Stored dataset items:
[Begin]
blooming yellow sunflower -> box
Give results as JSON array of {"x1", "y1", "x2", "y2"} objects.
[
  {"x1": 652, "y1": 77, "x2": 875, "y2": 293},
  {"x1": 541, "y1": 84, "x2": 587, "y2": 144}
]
[End]
◆ What the exercise asks ◆
Rewrite the data above as a JSON list of strings, one string per line, leaving out any blank lines.

◆ The response ◆
[
  "blooming yellow sunflower -> box",
  "Give results as JSON array of {\"x1\", \"y1\", \"x2\", \"y2\"} objects.",
  "[",
  "  {\"x1\": 652, \"y1\": 77, \"x2\": 875, \"y2\": 293},",
  "  {\"x1\": 541, \"y1\": 84, \"x2\": 587, \"y2\": 144}",
  "]"
]